** Start of GIVEN PASSAGE **

# 4.75” rain



## Duck Slipper (Apr 23, 2018)

Despite 4.75” of rain in the last 48 hours this Cyp. Frosch Sabine was bent down in the water. Propped it up, 1 growth, 1 flower, maybe it will make it!


----------



## Duck Slipper (Apr 23, 2018)

Duck Slipper said:


> Despite 4.75” of rain in the last 48 hours this Cyp. Frosch Sabine was bent down in the water. Propped it up, 1 growth, 1 flower, maybe it will make it!



Well, added a pic to this, but it didn't post...I'll back up, punt and try again.


----------



## SEMO-Cypr (Apr 25, 2018)

Hope it keeps popping for you. We nearly got 4in in Cape as well. My seedlings from Spangle Creek are scheduled to arrive today.


----------



## NYEric (Apr 26, 2018)

You should use a 2nd party host to include photos.


----------



## Duck Slipper (Apr 27, 2018)

NYEric said:


> You should use a 2nd party host to include photos.



I tried, might be my ancient IPad...anyhow, waiting for my kids to make it work!


----------



## SEMO-Cypr (May 12, 2018)

How is your Cypr. Frosch Sabine coming along?


----------



## Duck Slipper (May 12, 2018)

SEMO-Cypr said:


> How is your Cypr. Frosch Sabine coming along?



Sabine had one growth and it bloomed, actually was the first to bloom, flower was largest in the Cyp garden. 2 Pubescens bloomed with 4 flowers and 2 flowers on each plant. Rascal is blooming now with 6 flowers on 5 growths. Pink Pank was dissappointing, the first to pop out of the ground, with strong, 3 large growths that died at the base. 1 growth is left now. Reginae is the last to come out of the ground, and coming on strong with thick healthy looking growths, I think it will bloom. 3 Kentuckiense are getting ready to bloom, should be opened up by end of week. I've tried to post pics, This old iPad and the operator just can't get it done.


----------



## KyushuCalanthe (May 13, 2018)

Glad to hear your Cyps did well this year... would love to see some pictures!


----------



## SEMO-Cypr (Jun 26, 2018)

How are your Cyps doing with all this heat and heavy rain?


----------



## Duck Slipper (Jun 26, 2018)

After they finished blooming, they really haven't done much...I have watered and lightly fertilized religiously. Most of them are a light green color with some spotting on the leaves. I look forward to next year.


----------

** End of GIVEN PASSAGE **
** Start of DATASET EXTRACT **

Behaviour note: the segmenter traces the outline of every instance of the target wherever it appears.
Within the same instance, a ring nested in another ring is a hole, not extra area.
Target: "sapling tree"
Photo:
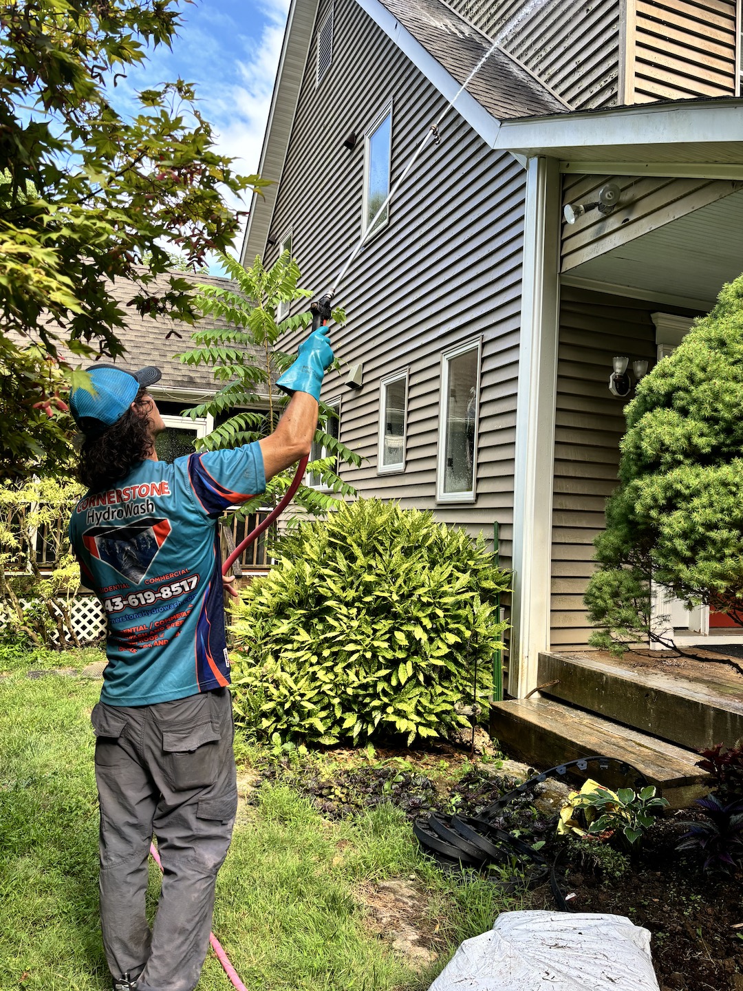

** End of DATASET EXTRACT **

PROBLEM
In the forum thread about the 4.75-inch rain, how many flowers and growths did Rascal have while blooming?

WORKED SOLUTION
Rascal had 6 flowers on 5 growths.